### [Exercise description]
Reproduce word for word everything in the article on Illinois's budget troubles from "The budget deficit" down to "governor is gone.".

### [Source document]
★ ★ ★ ★ ★ ★ ★
State deficit at $5 billion

The budget deficit is currently almost $5 billion, he notes, schools don’t know how much money they’ll have next year, and a much-needed capital-spending bill that would help create jobs and fix crumbling infrastructure doesn’t have a hope of getting passed until the governor is gone.

Perhaps most troubling, the state is behind on Medicaid and other healthcare payments, so many doctors have stopped taking new Medicaid patients, pharmacies aren’t filling prescriptions, and there’s a danger that some nursing homes and pharmacies will be forced out of business.

“This [scandal] is not something that’s in a vacuum,” says Representative Franks, who hopes the impeachment process will be nearing an end by the end of January. “Right now the people of Illinois are suffering in many ways.... It’s a domino effect throughout the entire state government.”

Professor Simpson, who teaches at the Chicago campus of the University of Illinois, says that the school has been told it will either have to make a 2 percent or 6 percent budget cut next year. “We can absorb 2 percent, but 6 percent means we fire people,” he says. “If someone were in power and were doing something about it, we’d know what our cut was, we’d have a plan that’s reasonable to project what to do next year, and we could always hope that someone would do something useful about trimming other parts of the state budget. The uncertainty means that every employee has to worry about their job.”

Blagojevich’s office didn’t return calls, but the governor has stated that he is continuing to do his job, and each day his office issues press releases of bills he has signed and the sort of gubernatorial announcements and proclamations that are the everyday stuff of government.

Move to name senator shocks many

Many Illinoisans were stunned by Blagojevich’s move to name a US Senate replacement, since one of the central charges against him was that he had tried to “sell” the seat to the highest bidder.

“We can’t take much more around here,” says Dawn Clark Netsch, a professor emeritus at Northwestern University’s law school and a candidate for governor in 1994. “We’re not the only state in trouble, but ours is pretty serious. We just don’t need all this business on the side.”
★ ★ ★ ★ ★ ★ ★
### [The data]
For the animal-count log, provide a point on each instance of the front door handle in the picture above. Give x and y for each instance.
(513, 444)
★ ★ ★ ★ ★ ★ ★
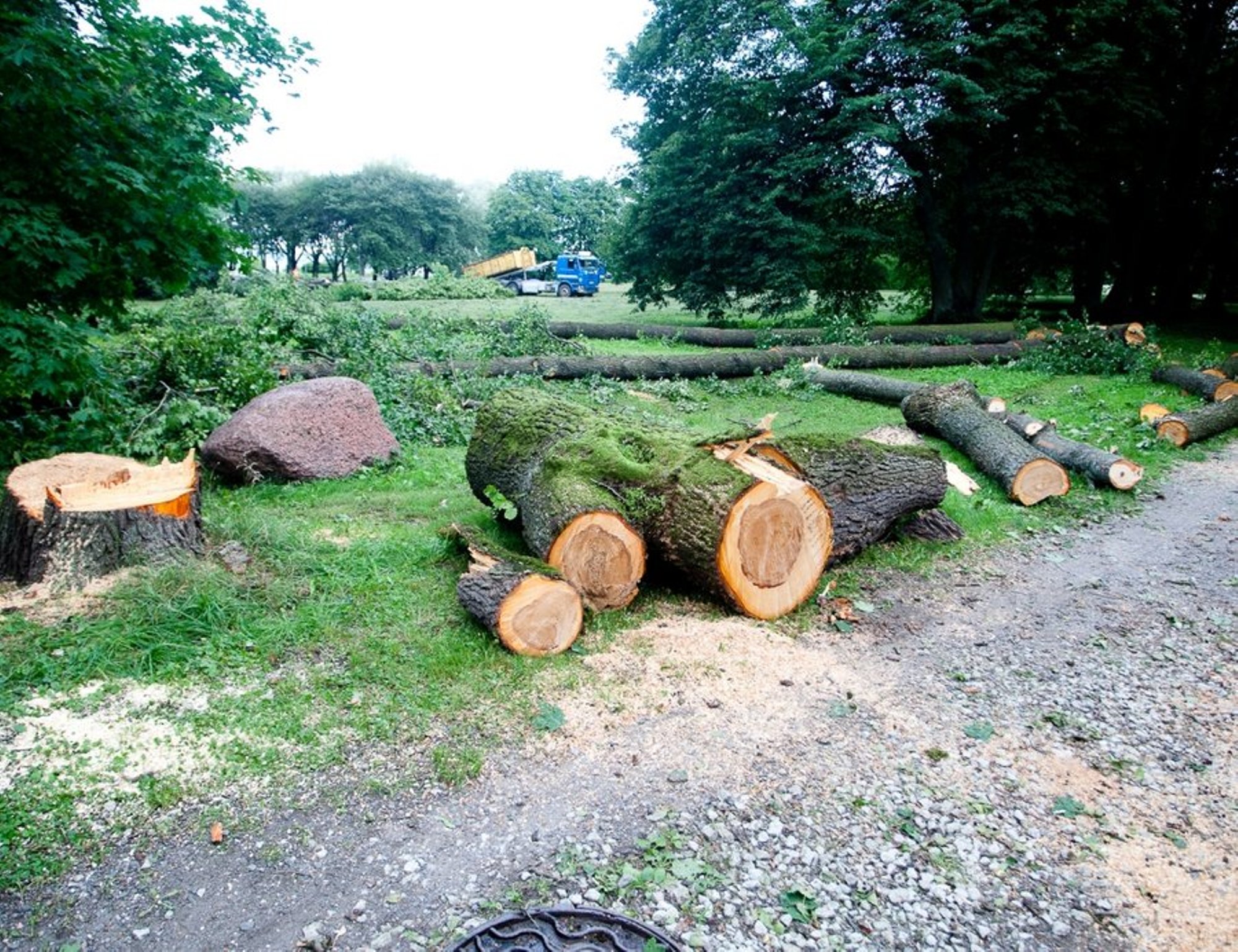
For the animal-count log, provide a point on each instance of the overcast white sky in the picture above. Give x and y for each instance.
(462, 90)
★ ★ ★ ★ ★ ★ ★
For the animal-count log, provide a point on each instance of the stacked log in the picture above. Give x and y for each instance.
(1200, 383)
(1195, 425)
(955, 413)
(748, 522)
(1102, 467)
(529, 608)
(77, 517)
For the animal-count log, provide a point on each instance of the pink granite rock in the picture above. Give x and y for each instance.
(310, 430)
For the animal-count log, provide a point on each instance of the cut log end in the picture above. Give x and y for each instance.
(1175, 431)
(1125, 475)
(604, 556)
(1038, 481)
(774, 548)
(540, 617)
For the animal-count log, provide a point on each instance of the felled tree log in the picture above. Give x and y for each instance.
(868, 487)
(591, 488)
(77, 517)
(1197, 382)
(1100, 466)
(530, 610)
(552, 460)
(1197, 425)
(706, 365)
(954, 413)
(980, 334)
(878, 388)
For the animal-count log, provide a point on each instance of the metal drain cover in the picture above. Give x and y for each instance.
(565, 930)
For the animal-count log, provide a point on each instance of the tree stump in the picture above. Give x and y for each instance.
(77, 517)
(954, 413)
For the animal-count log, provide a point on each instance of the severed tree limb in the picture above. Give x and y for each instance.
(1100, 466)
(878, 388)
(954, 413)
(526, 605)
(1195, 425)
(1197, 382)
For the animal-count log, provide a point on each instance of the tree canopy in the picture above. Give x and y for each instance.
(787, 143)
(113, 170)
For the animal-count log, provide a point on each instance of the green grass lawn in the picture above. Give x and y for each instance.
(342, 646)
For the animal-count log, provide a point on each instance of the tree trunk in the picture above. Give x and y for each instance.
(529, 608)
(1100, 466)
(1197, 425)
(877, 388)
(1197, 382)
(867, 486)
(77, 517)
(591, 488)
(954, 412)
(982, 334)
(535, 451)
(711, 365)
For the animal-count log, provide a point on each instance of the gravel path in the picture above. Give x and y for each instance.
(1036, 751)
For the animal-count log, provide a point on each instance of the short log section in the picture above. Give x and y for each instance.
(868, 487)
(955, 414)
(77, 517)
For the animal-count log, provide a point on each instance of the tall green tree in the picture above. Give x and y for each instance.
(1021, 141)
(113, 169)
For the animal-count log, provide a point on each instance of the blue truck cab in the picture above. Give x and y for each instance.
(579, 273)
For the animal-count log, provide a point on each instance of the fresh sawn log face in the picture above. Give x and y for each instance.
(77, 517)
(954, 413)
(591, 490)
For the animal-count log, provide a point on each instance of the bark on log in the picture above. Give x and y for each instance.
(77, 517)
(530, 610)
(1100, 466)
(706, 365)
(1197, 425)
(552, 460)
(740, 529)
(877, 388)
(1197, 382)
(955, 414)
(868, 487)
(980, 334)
★ ★ ★ ★ ★ ★ ★
### [Answer for this exercise]
The budget deficit is currently almost $5 billion, he notes, schools don’t know how much money they’ll have next year, and a much-needed capital-spending bill that would help create jobs and fix crumbling infrastructure doesn’t have a hope of getting passed until the governor is gone.